- [YOUR OBJECTIVE]: Put every line of the listing below into a numbered list, skipping blank lines and leaving out the pictures.

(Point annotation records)
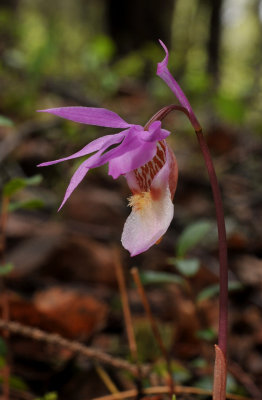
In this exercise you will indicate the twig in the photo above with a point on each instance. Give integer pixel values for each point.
(155, 330)
(165, 389)
(245, 380)
(125, 304)
(53, 338)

- [SOLUTION BELOW]:
1. In this exercise you will indicate the twig in the photo above with a point on each instance. Give integer pixel values for each point.
2. (155, 330)
3. (165, 389)
4. (245, 380)
5. (125, 304)
6. (53, 338)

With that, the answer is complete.